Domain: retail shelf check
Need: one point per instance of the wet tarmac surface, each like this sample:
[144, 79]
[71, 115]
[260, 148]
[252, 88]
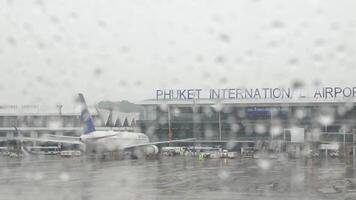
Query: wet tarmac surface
[174, 178]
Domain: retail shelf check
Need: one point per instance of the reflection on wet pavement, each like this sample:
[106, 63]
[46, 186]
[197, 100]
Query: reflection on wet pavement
[175, 178]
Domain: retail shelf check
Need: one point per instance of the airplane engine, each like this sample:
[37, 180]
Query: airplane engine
[151, 150]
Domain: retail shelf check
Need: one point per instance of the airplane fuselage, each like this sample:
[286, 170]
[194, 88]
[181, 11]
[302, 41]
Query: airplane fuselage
[101, 141]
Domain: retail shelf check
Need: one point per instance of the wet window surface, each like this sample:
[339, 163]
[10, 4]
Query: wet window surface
[178, 99]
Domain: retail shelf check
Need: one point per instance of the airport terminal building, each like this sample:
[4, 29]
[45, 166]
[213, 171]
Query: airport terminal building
[324, 114]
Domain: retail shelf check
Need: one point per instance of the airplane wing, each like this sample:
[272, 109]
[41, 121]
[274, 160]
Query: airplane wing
[160, 142]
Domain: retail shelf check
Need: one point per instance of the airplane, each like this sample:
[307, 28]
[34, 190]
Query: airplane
[95, 141]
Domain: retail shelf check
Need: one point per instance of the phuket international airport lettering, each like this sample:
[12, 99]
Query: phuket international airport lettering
[253, 93]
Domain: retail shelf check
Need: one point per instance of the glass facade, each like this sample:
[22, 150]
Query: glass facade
===============
▶ _Work required_
Repeat the listing in full and exactly. Leave any pictures out.

▶ _Full output_
Domain: retail shelf check
Need: one point per instance of the wet tarmac surface, each like this sample:
[144, 79]
[71, 115]
[260, 148]
[252, 88]
Query: wet tarmac surface
[174, 178]
Domain: retail shelf check
Need: one point per instance of the reflection on wet pavement, each like this sample:
[106, 63]
[46, 186]
[197, 100]
Query: reflection on wet pavement
[175, 178]
Domain: retail shelf check
Need: one point per instance of the airplane engine, each like this sample:
[37, 180]
Query: airplane engine
[151, 150]
Domain: retail shelf check
Need: one point per instance of the airplane fuselage, each like this sample:
[286, 170]
[194, 88]
[181, 11]
[302, 41]
Query: airplane fuselage
[101, 141]
Domain: retail shelf check
Need: one point per instance of the wet window surface, each like this sample:
[339, 163]
[10, 4]
Query: wet window surface
[178, 99]
Domain: retail shelf check
Need: one point per instance of the airport terminal building, each like this sample:
[4, 29]
[45, 166]
[213, 171]
Query: airport terminal building
[324, 114]
Domain: retail shelf check
Need: one point per instance of the airplane wing, each like this sample:
[272, 109]
[41, 121]
[274, 160]
Query: airplane wing
[160, 142]
Domain: retail shelf check
Need: one point per instance of the airplane, each like this sample:
[307, 28]
[34, 190]
Query: airplane
[95, 141]
Domain: retail shelf check
Need: one point per instance of the phuket international airport lettering, each like this sample:
[12, 99]
Query: phuket international airport lettering
[253, 93]
Domain: retail shelf check
Need: one point per instance of the glass facade, each like this sample:
[22, 150]
Query: glass facade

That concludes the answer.